GIVEN PASSAGE -
━━━━━━━━━━━━━━━━━━━━━━━━━━━━━━
Manhattan is a ghost town located 4 mi north of Rustic in Larimer County, Colorado, United States at an elevation of 8474 ft. It became a mining town after discovery of gold in the area in September 1886. The area was difficult to mine and produced small quantities of gold, and the population dropped off by the turn of the century. The land was acquired by the United States Forest Service and by 1933, the remaining structures were dismantled because they were considered a fire hazard, but a cemetery remains.

==History==
The town was founded as a gold mining camp, after a "rich strike" was discovered west of Fort Collins in September 1886 between the Seven Mile and Elk Horn creeks. This resulted in a rush of miners to the area along Manhattan Creek. The town was platted in 1887 and a post office opened in March of that year. Today only a few boards remain of the town that had the Ace of Cubs saloon, a hotel, a butcher, livery stable, blacksmith, and houses. At first, people lived in tents and by the end of October 1887 there were 100 miners in town and 125 claims had been made. A school was opened the previous month that served Manhattan, Rustic, Elk Horn and Seven-Mile. There was little gold found and it was expensive to get to deposits deep in the earth. There were about 50 people in Manhattan in 1888. A discovery in the fall of 1890 led to a boom and building construction. Two people died in a mine explosion at the Black Hawk mine on November 13, 1892. There were about 300 people in Manhattan in 1898, but that had dropped to 50 in 1899.
 The post office closed at the end of 1900. In 1904, the school closed. A school was established in Elk Horn that in 1970 became part of the Fort Collins schools.

There were about 300 men who mined the Laugh-a-lot, Little Tipsy, and Katy's Pet mines, but the town never realized the boom predicted by The Denver Post in 1897. A radio soap opera, Our Gal Sunday, and the book A Lady from Colorado, later adapted into an opera by Robert Ward, were based upon the life of Irish immigrant, Katie Lawder, who was orphaned at the age of 12 and lived in Colorado beginning at age 18. In 1888, she married Cecil Ernest Moon, an Englishman and Oxford graduate who later attained a title and a fortune. Katie took her cowgirl clothing and western frontier ways with her on trips with her husband to England. Ultimately she fell out of favor with Cecil and his family and the couple was divorced. She then lived entirely in Colorado and wished to continue to be called Lady Cecil Moon. She bought a ranch by 1901 for US$2,500.

The town was then owned by the United States Forest Service and became a Civilian Conservation Corps (CCC) site in the 1930s. Some of the buildings from the town were moved, those that remained were burned by the Forest Service in the 1930s. The Manhattan Cemetery remains on Country Road 68C/162.

==Modern Day==
Nothing remains from the town except for a few small flat spots left from the foundations of cabins, normally hidden by grasses that grow on the townsite. The mining district is still active as indicated by 57 unpatented lode claims and 16 unpatented placer claims that are currently active as of December 31, 2021, in the area surrounding Manhattan, according to MyLandMatters.org which presents data published by the Bureau of Land Management. In late 2020, Manhattan and the surrounding mining district were burned by the Cameron Peak Fire.
━━━━━━━━━━━━━━━━━━━━━━━━━━━━━━
EXERCISE TASKS -
(a) In the Manhattan ghost town text, rewrite the stretch from "The post office" through "Fort Collins schools.", replacing "post office" with "postal station".
(b) According to the Manhattan ghost town text, which fire burned Manhattan and the surrounding mining district in late 2020?

(Dataset excerpts)
━━━━━━━━━━━━━━━━━━━━━━━━━━━━━━
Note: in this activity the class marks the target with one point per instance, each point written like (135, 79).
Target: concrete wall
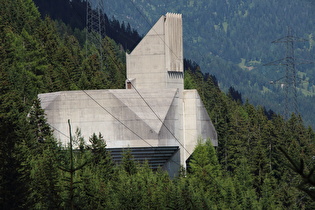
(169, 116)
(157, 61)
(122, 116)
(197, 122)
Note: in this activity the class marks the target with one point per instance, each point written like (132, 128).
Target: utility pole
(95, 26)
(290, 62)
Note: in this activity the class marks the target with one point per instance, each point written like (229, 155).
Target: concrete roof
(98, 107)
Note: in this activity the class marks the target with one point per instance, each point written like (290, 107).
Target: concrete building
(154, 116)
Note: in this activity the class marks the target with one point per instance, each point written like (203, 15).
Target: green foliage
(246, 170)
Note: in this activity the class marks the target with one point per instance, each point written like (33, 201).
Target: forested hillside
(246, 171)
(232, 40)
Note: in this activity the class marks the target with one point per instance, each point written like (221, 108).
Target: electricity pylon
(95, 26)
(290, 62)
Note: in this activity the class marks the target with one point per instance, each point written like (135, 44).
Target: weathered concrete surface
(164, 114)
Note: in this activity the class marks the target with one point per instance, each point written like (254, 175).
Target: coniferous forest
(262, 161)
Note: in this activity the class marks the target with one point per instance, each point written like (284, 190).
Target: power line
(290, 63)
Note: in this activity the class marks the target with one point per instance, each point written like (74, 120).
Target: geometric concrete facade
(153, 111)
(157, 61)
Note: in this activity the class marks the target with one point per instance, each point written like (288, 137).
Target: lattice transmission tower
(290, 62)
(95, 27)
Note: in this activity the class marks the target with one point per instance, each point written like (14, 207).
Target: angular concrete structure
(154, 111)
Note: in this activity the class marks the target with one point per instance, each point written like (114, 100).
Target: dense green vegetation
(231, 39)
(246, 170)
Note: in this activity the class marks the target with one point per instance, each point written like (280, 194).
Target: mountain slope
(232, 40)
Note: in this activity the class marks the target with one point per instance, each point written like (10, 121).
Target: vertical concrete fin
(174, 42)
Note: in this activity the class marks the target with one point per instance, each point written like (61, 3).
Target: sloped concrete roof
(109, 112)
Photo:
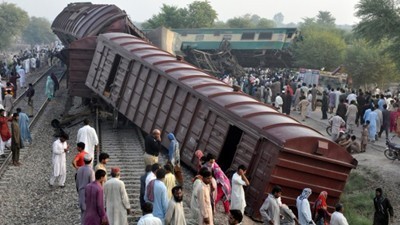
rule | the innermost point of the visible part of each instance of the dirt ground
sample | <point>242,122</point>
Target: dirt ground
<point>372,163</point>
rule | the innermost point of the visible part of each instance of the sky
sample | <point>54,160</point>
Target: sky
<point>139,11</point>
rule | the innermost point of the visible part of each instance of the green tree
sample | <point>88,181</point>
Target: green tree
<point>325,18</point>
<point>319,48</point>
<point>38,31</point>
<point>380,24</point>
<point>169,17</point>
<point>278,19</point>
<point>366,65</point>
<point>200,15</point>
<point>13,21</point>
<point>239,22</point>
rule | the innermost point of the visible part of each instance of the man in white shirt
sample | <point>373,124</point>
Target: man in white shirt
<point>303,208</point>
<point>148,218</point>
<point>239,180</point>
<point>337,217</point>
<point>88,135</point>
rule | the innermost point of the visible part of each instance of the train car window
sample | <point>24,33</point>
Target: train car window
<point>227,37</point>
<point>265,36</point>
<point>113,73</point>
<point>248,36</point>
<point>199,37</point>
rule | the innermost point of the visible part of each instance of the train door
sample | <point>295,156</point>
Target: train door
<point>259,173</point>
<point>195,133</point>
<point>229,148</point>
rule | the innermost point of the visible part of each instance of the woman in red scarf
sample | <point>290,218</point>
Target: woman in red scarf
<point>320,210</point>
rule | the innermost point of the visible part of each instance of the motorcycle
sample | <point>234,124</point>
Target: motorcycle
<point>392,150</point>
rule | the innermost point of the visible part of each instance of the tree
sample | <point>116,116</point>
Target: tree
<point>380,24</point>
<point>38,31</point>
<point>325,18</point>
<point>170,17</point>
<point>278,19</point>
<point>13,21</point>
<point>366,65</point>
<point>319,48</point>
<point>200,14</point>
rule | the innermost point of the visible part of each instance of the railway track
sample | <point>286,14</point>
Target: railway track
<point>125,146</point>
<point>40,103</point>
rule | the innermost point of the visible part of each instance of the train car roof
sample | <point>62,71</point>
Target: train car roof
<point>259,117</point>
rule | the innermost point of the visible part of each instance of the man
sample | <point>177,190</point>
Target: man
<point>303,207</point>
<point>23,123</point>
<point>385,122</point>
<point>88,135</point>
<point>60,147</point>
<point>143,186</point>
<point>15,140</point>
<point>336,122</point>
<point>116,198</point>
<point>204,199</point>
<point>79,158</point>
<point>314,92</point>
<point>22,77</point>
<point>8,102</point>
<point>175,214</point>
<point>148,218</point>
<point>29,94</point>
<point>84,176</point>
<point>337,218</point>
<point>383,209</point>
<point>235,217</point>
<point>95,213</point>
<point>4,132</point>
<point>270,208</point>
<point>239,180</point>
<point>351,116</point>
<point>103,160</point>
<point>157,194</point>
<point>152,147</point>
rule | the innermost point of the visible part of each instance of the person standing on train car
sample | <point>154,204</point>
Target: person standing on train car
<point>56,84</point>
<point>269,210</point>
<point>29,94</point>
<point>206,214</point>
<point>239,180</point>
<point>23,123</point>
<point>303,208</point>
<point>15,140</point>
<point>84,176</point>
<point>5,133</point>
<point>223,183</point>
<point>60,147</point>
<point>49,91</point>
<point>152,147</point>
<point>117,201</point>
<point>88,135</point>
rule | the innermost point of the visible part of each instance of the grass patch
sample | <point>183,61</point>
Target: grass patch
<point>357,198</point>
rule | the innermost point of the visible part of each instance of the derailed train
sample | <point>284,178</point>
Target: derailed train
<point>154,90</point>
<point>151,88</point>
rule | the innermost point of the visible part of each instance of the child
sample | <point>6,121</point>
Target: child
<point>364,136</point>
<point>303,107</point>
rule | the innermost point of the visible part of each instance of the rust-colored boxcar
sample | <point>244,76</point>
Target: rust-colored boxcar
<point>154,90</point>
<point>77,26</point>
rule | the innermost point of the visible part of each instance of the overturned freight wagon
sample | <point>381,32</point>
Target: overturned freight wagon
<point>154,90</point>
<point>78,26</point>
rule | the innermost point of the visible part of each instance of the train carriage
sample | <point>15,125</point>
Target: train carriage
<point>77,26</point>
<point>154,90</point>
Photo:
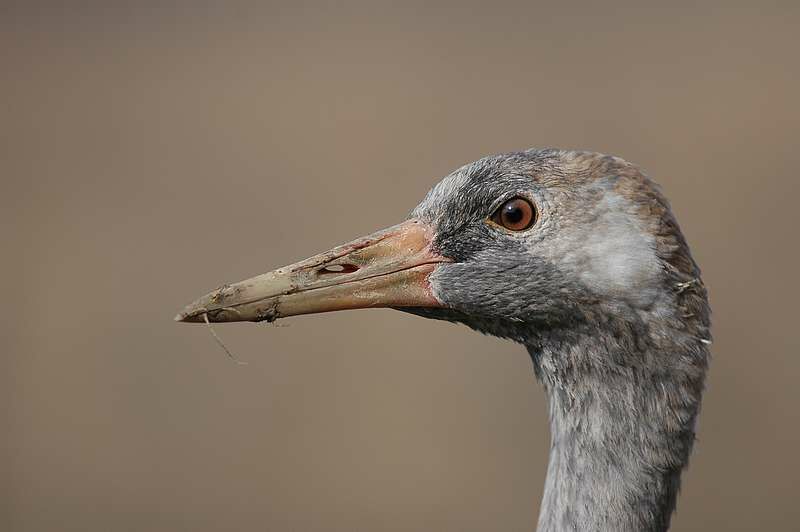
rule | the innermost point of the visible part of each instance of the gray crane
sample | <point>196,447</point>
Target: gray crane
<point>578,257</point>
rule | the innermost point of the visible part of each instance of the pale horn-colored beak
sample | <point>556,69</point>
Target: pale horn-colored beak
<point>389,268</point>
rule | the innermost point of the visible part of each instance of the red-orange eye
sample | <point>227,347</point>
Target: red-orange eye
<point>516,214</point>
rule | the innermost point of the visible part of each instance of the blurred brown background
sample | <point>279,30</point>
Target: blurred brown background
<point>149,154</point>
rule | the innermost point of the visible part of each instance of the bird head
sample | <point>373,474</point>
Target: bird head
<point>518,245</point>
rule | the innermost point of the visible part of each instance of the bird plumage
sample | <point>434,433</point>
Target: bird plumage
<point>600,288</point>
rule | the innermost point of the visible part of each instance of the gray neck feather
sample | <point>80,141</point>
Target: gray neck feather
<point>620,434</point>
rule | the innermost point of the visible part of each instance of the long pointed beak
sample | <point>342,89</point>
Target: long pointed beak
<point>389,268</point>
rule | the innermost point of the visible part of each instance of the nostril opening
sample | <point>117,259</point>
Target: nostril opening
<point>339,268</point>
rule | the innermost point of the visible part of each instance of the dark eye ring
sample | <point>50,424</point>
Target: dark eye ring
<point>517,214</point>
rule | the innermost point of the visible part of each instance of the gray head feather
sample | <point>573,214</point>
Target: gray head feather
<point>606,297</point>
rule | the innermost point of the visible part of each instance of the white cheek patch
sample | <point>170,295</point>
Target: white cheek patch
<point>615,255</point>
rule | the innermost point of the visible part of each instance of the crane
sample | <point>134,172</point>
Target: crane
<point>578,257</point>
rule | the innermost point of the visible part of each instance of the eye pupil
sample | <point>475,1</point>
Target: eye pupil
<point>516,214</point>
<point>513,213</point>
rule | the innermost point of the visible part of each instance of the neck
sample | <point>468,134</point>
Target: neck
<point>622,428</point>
━━━━━━━━━━━━━━━━━━━━━━━━━━━━━━
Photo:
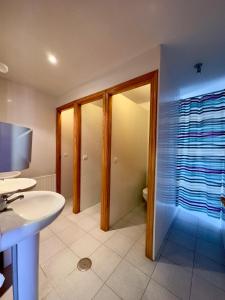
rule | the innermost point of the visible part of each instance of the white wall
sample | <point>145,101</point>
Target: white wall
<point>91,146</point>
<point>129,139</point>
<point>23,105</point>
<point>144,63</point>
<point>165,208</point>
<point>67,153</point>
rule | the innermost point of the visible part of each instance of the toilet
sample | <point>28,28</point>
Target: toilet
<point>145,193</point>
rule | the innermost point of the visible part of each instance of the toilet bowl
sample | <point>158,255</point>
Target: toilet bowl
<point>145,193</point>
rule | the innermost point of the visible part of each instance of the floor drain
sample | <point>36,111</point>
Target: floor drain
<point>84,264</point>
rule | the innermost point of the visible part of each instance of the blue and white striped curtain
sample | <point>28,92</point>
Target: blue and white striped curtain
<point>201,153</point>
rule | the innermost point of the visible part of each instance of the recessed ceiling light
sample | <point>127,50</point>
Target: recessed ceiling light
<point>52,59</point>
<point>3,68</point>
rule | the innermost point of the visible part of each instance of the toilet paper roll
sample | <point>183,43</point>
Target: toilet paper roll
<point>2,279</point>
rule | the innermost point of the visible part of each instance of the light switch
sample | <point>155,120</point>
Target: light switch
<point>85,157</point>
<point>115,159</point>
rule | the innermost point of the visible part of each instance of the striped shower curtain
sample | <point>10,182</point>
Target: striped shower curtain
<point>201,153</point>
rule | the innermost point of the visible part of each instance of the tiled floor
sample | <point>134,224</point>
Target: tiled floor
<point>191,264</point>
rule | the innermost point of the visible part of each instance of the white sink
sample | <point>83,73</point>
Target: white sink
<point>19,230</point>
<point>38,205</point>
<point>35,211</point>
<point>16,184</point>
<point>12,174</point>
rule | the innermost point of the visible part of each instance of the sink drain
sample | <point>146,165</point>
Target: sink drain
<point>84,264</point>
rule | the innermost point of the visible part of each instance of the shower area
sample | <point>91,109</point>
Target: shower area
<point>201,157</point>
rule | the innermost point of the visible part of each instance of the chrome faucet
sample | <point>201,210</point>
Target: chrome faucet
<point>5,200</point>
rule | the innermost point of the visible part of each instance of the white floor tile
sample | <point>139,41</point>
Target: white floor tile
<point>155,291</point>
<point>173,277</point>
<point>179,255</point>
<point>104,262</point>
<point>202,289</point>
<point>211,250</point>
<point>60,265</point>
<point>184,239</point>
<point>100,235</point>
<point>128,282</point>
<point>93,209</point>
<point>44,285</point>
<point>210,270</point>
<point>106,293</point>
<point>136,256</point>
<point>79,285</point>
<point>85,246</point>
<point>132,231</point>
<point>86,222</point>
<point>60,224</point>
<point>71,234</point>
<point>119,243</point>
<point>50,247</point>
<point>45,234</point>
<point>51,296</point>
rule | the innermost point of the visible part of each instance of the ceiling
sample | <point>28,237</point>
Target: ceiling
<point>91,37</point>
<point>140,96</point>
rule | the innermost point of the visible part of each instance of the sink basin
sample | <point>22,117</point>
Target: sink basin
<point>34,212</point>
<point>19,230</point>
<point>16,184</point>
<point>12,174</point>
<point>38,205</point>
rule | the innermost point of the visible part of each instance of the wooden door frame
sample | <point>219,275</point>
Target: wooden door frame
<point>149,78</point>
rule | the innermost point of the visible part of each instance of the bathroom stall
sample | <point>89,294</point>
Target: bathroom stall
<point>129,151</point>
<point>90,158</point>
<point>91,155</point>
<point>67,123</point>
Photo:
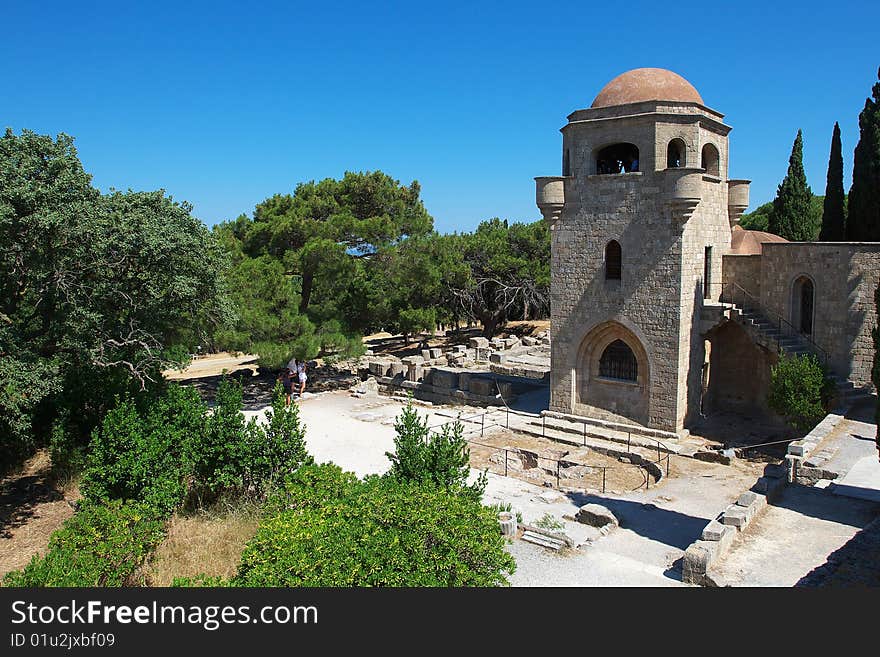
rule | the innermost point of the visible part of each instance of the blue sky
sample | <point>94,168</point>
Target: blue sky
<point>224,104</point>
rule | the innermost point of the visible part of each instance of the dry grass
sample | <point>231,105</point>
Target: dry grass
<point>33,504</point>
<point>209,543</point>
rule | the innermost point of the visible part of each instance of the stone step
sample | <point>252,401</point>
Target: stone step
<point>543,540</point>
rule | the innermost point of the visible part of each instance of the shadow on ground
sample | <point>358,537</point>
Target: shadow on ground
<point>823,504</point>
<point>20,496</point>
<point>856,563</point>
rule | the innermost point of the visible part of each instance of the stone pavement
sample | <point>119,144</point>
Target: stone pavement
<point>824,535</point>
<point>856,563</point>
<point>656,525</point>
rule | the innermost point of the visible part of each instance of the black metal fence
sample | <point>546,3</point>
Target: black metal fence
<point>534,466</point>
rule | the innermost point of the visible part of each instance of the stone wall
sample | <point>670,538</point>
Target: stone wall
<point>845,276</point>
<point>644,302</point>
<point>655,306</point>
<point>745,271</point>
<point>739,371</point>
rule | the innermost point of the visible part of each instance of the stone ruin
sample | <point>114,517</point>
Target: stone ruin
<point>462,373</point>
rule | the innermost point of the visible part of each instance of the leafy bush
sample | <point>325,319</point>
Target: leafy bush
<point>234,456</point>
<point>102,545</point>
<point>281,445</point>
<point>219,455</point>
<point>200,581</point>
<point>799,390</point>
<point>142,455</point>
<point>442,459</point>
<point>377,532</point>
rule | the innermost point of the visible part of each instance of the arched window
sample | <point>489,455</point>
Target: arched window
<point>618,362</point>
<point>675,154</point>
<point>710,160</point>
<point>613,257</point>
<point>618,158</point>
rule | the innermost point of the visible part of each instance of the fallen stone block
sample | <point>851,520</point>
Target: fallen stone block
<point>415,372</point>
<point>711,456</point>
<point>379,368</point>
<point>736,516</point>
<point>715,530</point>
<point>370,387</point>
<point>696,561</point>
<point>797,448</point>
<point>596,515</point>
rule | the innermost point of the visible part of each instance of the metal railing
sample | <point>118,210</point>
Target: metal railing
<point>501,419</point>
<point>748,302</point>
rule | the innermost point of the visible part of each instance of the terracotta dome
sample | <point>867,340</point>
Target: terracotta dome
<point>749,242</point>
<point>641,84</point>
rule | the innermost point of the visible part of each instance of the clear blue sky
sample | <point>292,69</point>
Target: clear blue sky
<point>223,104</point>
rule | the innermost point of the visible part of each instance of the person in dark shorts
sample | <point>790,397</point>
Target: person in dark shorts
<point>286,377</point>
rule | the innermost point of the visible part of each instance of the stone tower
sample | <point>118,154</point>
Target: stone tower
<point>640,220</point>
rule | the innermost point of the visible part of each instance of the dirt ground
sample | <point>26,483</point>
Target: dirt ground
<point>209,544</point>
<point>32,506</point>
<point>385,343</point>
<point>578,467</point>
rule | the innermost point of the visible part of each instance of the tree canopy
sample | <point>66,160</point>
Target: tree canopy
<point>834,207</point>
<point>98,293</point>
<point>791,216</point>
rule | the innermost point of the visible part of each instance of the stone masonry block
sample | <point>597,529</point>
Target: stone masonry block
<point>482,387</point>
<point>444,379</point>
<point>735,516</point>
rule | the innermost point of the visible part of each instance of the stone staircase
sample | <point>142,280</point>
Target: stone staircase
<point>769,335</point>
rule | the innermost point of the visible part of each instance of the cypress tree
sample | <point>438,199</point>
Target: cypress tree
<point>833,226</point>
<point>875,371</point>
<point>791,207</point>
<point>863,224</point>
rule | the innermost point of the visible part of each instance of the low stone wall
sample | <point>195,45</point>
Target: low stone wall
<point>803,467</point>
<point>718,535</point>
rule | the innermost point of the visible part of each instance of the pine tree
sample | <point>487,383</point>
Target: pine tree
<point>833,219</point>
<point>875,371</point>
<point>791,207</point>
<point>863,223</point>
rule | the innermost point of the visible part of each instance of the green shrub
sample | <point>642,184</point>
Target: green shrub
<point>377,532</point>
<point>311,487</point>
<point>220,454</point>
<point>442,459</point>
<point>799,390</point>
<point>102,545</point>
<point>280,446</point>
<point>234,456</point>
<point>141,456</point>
━━━━━━━━━━━━━━━━━━━━━━━━━━━━━━
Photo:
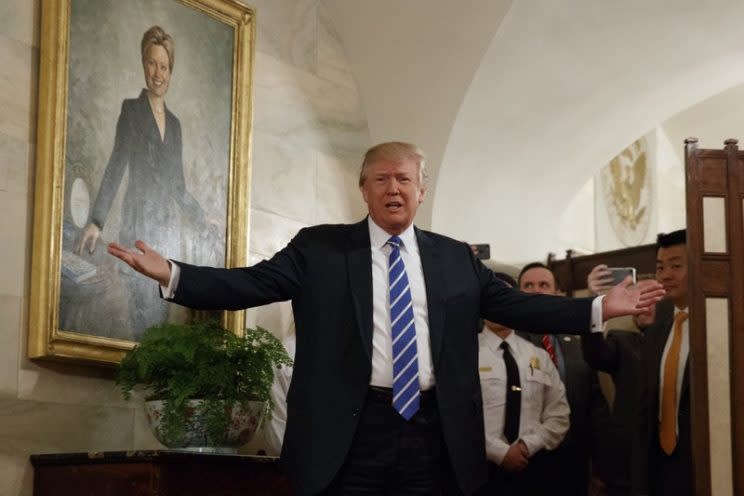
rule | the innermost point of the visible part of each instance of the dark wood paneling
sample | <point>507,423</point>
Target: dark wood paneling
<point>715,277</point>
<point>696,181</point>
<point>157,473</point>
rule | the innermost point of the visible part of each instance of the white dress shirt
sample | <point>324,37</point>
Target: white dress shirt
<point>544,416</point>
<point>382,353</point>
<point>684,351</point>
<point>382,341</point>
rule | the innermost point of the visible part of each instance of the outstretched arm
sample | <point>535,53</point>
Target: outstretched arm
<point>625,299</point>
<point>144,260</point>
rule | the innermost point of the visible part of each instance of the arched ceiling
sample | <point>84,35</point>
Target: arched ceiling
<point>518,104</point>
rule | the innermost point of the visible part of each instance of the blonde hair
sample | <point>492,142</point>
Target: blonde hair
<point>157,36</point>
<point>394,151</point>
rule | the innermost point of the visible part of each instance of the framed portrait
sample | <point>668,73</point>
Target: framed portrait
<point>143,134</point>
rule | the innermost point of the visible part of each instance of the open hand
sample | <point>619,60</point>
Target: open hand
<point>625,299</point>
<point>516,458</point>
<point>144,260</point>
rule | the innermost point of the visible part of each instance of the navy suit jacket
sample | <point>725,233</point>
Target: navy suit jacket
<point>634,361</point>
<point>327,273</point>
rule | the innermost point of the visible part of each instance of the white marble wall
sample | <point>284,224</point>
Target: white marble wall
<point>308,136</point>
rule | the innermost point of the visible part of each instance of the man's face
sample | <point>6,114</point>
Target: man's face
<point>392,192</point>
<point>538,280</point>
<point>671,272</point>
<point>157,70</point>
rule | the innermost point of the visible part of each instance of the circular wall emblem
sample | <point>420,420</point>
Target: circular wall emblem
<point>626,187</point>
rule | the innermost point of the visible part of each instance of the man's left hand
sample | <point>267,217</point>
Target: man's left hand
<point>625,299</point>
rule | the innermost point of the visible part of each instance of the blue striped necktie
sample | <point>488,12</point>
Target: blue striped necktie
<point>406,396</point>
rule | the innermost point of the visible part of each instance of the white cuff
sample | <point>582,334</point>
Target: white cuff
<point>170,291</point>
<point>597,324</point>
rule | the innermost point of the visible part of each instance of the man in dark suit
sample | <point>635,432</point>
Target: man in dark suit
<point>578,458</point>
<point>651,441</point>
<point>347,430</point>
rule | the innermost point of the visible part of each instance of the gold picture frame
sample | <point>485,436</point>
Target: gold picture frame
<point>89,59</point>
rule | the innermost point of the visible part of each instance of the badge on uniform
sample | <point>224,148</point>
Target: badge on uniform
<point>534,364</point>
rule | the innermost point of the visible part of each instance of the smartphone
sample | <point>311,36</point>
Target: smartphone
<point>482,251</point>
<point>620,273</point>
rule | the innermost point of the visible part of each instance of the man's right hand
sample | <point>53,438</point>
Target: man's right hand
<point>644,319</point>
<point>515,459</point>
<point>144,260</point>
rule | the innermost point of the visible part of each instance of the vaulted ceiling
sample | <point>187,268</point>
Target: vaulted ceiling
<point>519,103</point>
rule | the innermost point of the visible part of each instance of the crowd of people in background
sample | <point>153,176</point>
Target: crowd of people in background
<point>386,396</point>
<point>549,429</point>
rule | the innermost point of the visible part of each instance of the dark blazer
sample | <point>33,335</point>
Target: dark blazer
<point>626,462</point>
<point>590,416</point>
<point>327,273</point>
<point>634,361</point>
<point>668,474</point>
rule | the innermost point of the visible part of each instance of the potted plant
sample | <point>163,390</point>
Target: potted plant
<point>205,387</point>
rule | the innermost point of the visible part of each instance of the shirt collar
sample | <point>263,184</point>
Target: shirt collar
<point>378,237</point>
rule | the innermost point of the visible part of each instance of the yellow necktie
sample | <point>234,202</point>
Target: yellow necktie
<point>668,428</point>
━━━━━━━━━━━━━━━━━━━━━━━━━━━━━━
ACTIVITY ANSWERS -
(a)
The postal station closed at the end of 1900. In 1904, the school closed. A school was established in Elk Horn that in 1970 became part of the Fort Collins schools.

(b) The Cameron Peak Fire burned it.